* [Requirement]: In the data below, swap each occurrence of "thickest part" for "widest part" and write all the lines out again with no other change. Omit the pictures from your answer.

* [Data]:
******************************
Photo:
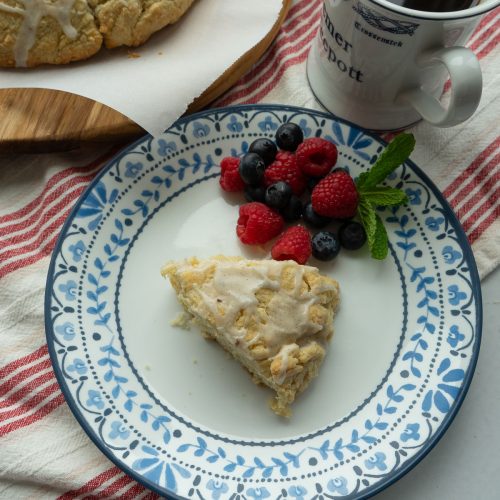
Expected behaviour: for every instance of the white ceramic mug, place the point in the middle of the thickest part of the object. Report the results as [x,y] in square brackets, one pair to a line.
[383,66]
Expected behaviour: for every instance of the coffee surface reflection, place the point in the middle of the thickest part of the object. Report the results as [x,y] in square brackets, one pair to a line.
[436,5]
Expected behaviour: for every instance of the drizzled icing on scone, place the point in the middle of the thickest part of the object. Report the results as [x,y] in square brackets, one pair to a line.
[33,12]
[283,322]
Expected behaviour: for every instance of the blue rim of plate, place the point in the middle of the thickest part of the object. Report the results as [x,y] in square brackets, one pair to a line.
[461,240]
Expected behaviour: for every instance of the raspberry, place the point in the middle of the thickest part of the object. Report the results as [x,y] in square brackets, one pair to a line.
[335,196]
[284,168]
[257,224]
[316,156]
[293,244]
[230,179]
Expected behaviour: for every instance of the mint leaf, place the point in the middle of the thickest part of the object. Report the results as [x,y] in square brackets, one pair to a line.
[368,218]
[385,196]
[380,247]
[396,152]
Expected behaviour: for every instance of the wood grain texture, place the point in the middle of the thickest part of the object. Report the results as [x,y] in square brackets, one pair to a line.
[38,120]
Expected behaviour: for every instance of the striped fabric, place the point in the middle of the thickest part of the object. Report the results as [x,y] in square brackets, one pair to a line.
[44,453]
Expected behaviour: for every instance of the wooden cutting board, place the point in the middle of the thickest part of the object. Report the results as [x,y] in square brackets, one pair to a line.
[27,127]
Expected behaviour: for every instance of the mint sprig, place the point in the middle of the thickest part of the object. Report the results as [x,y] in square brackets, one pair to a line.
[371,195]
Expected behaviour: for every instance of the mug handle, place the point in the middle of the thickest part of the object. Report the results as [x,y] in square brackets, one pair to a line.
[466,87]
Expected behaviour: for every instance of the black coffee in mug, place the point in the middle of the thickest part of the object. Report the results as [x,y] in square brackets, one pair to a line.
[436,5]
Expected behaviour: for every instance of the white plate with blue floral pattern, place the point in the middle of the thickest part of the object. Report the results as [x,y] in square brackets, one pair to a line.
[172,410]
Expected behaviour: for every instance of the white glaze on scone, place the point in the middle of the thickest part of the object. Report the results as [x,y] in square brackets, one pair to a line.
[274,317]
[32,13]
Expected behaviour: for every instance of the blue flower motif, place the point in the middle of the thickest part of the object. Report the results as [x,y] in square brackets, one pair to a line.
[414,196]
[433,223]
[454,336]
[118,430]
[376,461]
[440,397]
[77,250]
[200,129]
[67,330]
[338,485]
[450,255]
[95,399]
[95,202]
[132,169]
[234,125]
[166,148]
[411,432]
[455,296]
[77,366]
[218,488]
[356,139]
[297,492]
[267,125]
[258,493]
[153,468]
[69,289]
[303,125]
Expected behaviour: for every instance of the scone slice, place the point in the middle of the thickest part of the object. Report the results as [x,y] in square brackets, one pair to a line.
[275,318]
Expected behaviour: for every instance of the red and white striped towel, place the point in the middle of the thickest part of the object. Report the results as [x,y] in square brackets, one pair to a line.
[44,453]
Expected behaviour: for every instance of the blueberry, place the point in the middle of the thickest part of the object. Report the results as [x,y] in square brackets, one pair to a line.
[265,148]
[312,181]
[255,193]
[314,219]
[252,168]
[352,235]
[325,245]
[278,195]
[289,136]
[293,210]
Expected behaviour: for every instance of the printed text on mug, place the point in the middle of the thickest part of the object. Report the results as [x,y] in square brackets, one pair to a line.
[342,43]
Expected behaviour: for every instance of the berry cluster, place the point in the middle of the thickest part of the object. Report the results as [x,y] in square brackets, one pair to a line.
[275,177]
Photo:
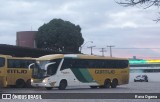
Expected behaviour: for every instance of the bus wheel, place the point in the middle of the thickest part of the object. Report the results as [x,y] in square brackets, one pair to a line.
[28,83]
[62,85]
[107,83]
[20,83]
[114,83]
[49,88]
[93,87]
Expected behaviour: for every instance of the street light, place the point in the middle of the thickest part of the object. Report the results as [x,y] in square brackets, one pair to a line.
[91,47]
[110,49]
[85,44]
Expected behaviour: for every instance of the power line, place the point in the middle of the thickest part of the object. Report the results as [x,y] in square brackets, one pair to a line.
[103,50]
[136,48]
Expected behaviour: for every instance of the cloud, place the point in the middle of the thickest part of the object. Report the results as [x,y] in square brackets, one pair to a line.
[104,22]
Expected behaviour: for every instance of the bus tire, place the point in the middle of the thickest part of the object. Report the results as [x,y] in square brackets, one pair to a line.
******************************
* [Solved problem]:
Photo:
Expected behaviour: for every instance of the white ceramic mug, place the point in the middle of the widest part of the object. Report the results as [x,y] in square brackets, one pair to a line.
[383,66]
Expected behaviour: for every instance of the coffee surface reflection, place the point in the middle of the widest part of the object. Report the results as [x,y] in square brackets, one pair to a line.
[436,5]
Expected behaviour: for every instance of the drizzled icing on scone, place the point in the middle of the widest part of the object. Report the results as [x,y] in square brackets, one pair to a line.
[33,12]
[283,322]
Expected behaviour: for every instance of the blue rim of plate, place the point in the middle of the widest part of the object. Report the results as [x,y] in square brackets, one pair to a line.
[461,240]
Expected behaviour: for every instance of the raspberry, place the point in the middle of the widest part of the object. Report the results as [x,y] in square brackets, one pair to a line.
[335,196]
[284,168]
[257,224]
[316,156]
[293,244]
[230,179]
Expected behaviour: for every instance of the mint leaf, place the point in the middle of the widest part of the object. Report the results as [x,y] in square brackets, one pair to a line.
[368,218]
[385,196]
[380,247]
[396,152]
Expected behaviour: for every instance of the wood grain texture, place the point in the middle of the widest part of the object. Report the results as [x,y] in square brackets, one pair to a line.
[38,120]
Expected behaviour: for every instance of the striped fabric, place the point in the middle of the widest part of the object. Report the results as [x,y] in square brackets, one pair to a line.
[44,453]
Expected behaviour: for every instance of the wooden cutting board, place the point in the middle of the widest part of the object. Report the results as [x,y] in square brackets, one pair to a line.
[27,127]
Expected behaviour: for every instance of the mint sprig, place the point in the middle of the widest part of the object. Report the results as [x,y] in square brackets, one pair to a line.
[371,195]
Expected behaviour: for every instance of the mug handle, place the point in the middle of the widest part of the object. Report the results as [x,y] in square brackets, one pair to a line.
[466,87]
Expected behaviour: for every instance of the black coffee in mug, place the point in the middle of the widest part of the object. Report the results as [x,y] in square brackets, one pair to a line.
[436,5]
Expected behaviour: for every instance of the white plate with blue floral pattern, place the point in the middle of the widest part of the object. Report the results as [x,y] in square brackets, one pair to a line.
[172,410]
Expected behaviour: for every instance of the white glaze on scone, place the point in the middle of the widest part of the object. Report the results as [x,y] in square brackets, one pair to a line.
[274,317]
[32,13]
Expected behaviour: for every instance of the blue flower motif, place the point in the middle of the widest part of the object. Report the results as [x,y] in square brackets, one pair to a line.
[414,196]
[433,223]
[454,336]
[118,430]
[376,461]
[440,397]
[77,250]
[200,129]
[67,330]
[338,485]
[450,255]
[95,399]
[95,202]
[132,169]
[234,125]
[166,148]
[411,432]
[455,296]
[77,366]
[218,488]
[356,139]
[297,492]
[267,125]
[258,493]
[153,468]
[69,289]
[303,125]
Expected behaviour: for every instance of the scone slice, place the point in the middle of the widest part of the object. Report the results as [x,y] in square brackets, one pair to a line.
[275,318]
Expected behaviour: for every instance of the red and white striped towel, place the point in the middle of the widest part of the object. Report the results as [x,y] in square brackets, one pair to a line.
[44,453]
Expected behaviour: for every instance of the blueberry, place the point in the middle of the widest part of the object. Report the results as [x,y] in square brackets, one pair to a line.
[265,148]
[312,181]
[255,193]
[314,219]
[252,168]
[352,235]
[325,245]
[278,195]
[289,136]
[293,210]
Expected behaviour: for every instance of the printed text on mug, place the point in the middle of the widest part of the object. Report the results as [x,y] in square brackets, one pair to a line.
[342,43]
Expected behaviour: for every instance of the berry cluster, place the point in the middle of the widest part of the object. Report the results as [x,y] in square brackets, one pair to a line.
[275,177]
Photo:
Expected behaviour: for every instance of the bus wheel, place the point in the middle of the widest part of the object. Report the results as [x,y] in square brackets, one pair to a line.
[28,83]
[62,85]
[107,83]
[20,83]
[114,83]
[49,88]
[93,87]
Expected behaviour: for every instance of the street light, place the point in the middle of the widest part of the object. Report the results as [x,y] in square brackets, one pair to a line.
[91,47]
[110,49]
[85,44]
Expected behaviour: for every instance of the power line, place the point in the middle of the widest part of the object. Report the results as [x,y] in square brackets, one pair to a line.
[103,50]
[136,48]
Expected behaviour: for every instance of the cloud, place the point in the middle of the widest part of the object. Report the results as [x,y] in square brackets, one pair to a line.
[104,22]
Expected behaviour: for every instance of the bus tire, place the point in the middle of the widest part of the object. Report the results as [x,y] in square brackets, one pair to a line.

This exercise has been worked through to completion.